# start of RECORDS SUPPLIED
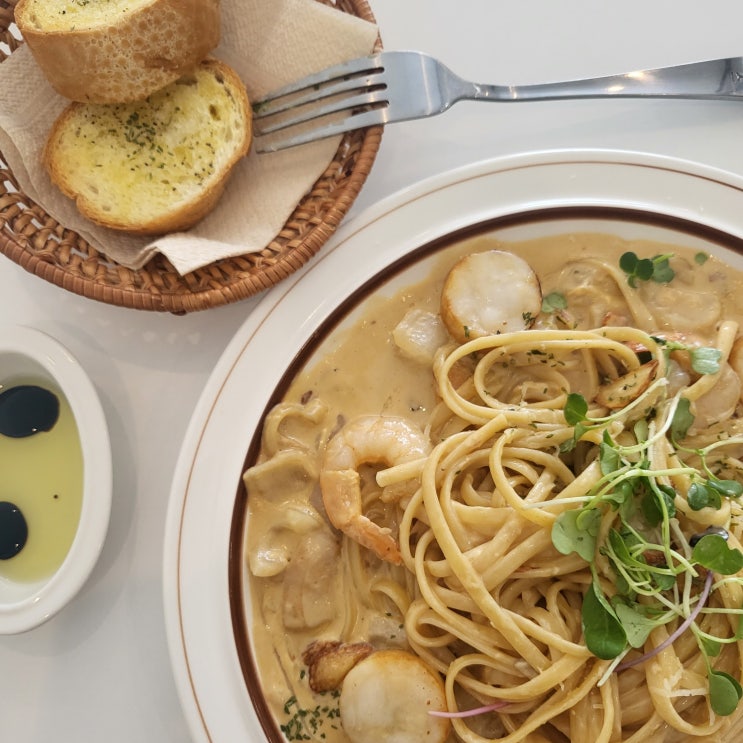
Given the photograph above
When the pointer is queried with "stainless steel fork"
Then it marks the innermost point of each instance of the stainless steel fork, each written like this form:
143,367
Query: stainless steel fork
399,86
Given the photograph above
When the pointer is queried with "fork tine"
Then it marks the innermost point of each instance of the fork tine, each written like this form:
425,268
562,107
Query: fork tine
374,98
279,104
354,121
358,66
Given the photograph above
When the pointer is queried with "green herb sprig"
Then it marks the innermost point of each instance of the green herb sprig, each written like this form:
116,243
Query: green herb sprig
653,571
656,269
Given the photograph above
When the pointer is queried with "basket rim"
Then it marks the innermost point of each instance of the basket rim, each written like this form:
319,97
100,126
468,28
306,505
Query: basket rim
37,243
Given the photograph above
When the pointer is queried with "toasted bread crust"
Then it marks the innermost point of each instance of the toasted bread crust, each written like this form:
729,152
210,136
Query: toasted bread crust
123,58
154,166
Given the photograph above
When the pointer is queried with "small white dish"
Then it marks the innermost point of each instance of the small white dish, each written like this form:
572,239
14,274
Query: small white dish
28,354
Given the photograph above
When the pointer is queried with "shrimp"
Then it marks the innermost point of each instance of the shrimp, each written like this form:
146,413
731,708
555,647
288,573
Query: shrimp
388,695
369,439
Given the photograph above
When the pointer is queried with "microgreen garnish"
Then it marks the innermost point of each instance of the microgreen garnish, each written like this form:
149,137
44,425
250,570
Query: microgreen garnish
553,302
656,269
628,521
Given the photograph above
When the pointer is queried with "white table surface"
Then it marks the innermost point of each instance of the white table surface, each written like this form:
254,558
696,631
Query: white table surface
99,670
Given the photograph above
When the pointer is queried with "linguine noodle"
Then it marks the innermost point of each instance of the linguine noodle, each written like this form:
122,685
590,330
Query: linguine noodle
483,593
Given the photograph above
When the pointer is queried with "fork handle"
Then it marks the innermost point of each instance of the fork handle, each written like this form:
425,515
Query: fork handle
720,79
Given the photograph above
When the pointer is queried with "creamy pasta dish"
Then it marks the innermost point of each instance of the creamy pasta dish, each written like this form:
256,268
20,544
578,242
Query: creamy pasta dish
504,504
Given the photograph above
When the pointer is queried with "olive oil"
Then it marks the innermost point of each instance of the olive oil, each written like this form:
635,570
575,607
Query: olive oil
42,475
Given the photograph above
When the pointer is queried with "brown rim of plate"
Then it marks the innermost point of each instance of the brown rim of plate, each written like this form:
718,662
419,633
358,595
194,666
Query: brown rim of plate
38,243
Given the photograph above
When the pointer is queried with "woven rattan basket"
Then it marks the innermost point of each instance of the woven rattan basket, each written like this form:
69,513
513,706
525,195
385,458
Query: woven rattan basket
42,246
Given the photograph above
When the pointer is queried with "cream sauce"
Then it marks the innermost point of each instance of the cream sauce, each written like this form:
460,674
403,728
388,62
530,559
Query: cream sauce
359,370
# end of RECORDS SUPPLIED
# start of RECORDS SUPPLIED
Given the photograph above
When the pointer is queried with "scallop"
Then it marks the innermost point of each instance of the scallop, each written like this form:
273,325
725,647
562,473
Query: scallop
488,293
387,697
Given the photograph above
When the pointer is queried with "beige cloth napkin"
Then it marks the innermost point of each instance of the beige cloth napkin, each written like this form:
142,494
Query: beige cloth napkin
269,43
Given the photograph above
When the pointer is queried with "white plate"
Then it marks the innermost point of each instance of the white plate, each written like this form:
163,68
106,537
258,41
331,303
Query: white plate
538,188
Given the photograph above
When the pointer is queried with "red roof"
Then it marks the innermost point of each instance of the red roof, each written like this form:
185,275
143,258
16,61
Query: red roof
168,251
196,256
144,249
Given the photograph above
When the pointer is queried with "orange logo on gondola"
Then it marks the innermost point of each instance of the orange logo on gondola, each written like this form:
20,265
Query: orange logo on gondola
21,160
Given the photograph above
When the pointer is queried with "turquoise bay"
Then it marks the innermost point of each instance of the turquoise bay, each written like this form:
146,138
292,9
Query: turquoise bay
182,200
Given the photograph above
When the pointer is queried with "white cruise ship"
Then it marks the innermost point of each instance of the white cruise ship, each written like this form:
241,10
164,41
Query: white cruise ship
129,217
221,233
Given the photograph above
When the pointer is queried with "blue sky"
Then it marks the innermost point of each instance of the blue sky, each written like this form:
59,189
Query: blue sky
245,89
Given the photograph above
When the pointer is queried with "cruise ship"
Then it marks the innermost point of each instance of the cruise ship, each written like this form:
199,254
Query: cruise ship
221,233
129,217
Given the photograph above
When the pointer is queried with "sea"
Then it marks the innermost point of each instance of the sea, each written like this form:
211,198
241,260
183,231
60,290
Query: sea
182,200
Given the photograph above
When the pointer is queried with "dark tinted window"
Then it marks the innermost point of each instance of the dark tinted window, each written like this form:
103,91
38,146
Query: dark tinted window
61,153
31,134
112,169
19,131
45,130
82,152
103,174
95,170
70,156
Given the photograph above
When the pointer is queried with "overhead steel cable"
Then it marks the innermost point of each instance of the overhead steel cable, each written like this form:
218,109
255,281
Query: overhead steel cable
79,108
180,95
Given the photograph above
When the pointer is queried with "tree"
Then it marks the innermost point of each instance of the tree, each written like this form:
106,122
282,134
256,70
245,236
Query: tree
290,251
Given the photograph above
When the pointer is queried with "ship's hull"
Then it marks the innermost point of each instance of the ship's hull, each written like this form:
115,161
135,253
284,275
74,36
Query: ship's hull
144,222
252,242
# end of RECORDS SUPPLIED
# start of RECORDS SUPPLIED
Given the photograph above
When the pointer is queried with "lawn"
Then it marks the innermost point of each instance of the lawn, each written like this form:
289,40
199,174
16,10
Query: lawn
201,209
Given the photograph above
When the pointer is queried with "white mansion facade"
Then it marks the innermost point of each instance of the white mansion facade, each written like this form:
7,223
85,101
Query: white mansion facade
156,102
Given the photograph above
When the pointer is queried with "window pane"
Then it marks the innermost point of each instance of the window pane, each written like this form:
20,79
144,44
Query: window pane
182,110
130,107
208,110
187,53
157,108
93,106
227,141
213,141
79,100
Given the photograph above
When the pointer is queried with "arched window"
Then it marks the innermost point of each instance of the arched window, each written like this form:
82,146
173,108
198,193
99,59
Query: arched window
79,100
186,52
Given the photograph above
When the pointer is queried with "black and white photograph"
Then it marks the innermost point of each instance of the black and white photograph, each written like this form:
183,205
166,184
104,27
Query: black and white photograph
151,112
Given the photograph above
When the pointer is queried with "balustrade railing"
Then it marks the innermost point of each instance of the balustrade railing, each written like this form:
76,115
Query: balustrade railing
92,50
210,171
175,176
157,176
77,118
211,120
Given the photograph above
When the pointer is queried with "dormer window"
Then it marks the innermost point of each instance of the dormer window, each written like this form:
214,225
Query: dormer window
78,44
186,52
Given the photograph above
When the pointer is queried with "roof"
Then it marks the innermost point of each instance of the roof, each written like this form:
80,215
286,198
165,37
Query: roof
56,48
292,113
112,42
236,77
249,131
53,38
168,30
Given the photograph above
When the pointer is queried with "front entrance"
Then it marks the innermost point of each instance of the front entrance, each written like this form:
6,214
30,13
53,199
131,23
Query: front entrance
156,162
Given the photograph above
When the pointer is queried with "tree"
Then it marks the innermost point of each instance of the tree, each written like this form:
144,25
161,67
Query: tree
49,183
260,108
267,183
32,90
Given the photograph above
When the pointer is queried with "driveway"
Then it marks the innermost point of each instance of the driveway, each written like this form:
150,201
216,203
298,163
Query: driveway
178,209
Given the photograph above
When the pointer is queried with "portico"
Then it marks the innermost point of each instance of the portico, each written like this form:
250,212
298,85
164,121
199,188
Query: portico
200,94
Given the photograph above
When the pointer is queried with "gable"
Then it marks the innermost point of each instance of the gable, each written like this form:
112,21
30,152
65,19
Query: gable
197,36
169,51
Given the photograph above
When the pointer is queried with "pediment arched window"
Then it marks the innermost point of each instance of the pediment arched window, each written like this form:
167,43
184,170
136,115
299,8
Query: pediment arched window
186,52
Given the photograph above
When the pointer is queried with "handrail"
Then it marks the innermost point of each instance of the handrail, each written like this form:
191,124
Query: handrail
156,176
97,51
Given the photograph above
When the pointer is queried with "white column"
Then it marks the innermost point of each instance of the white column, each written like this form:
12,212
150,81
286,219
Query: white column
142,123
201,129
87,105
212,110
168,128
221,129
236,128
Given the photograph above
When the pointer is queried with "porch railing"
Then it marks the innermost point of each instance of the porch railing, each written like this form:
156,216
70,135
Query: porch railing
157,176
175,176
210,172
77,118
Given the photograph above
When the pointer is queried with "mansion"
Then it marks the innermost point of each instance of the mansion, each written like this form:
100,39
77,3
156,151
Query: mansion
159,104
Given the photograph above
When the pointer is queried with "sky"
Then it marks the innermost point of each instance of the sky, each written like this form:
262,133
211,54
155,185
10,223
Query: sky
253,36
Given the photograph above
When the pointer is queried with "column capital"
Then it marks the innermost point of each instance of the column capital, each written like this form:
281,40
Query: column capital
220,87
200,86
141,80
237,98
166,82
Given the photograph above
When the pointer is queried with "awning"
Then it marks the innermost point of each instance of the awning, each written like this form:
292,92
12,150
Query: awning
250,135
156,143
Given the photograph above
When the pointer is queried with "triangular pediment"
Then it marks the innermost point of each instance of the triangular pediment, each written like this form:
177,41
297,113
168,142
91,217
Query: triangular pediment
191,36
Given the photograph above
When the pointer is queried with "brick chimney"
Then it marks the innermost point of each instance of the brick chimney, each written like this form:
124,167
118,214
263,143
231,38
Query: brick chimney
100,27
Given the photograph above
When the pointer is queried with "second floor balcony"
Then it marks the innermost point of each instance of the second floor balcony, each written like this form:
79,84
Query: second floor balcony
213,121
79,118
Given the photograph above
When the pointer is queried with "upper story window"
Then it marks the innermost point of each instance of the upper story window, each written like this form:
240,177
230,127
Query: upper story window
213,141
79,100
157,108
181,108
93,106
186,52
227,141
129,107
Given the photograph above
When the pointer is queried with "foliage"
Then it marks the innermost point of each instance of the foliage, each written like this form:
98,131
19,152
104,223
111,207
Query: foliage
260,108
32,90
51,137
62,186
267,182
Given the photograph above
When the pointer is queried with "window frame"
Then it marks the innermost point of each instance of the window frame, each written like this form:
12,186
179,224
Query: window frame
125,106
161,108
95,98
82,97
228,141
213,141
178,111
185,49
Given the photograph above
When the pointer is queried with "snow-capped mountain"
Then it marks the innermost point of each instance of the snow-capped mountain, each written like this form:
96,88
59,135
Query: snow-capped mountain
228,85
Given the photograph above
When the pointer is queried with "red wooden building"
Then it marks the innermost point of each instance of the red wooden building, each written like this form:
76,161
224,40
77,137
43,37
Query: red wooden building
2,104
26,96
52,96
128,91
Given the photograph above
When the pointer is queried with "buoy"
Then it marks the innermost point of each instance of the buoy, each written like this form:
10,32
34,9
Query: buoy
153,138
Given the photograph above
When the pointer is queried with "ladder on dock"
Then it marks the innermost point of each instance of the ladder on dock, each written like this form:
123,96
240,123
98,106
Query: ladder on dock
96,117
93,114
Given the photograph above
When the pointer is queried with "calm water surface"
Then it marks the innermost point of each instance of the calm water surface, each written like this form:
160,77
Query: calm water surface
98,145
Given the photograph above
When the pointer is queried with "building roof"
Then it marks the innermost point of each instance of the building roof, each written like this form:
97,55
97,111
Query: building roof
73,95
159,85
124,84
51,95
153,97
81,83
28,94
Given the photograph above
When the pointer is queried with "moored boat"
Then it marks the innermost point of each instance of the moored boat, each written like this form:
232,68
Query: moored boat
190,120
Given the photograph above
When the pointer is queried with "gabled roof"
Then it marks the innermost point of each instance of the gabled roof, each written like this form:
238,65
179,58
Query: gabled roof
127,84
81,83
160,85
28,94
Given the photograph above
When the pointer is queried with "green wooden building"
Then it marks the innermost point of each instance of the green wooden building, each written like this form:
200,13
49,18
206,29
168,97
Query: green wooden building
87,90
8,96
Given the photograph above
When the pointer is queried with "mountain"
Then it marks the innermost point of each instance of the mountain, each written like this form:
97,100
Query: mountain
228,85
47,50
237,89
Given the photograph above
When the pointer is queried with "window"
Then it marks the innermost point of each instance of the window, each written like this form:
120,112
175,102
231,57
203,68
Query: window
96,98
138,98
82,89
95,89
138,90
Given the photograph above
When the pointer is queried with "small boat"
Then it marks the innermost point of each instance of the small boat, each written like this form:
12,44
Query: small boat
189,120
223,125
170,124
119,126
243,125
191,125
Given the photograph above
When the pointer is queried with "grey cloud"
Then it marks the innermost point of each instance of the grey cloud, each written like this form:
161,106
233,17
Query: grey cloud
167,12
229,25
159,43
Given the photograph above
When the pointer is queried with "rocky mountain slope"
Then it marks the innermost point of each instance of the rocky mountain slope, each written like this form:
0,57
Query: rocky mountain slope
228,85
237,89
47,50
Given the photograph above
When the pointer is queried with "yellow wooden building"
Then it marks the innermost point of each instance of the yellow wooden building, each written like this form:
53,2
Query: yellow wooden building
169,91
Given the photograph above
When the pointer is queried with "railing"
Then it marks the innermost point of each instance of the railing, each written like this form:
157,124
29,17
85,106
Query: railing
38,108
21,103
# end of RECORDS SUPPLIED
- **SHORT TASK**
Extract every line in the records above that contains the string "boat", matching case exactly.

- **THE SOLUTION**
When the pointer is queried with "moored boat"
Then it marks the innermost point of each instance of the moored boat, each written like this form:
Query: moored boat
When the pointer is queried with "small boat"
Then it marks the innermost point of each instance of the small boat, each written like this form:
Query: small boat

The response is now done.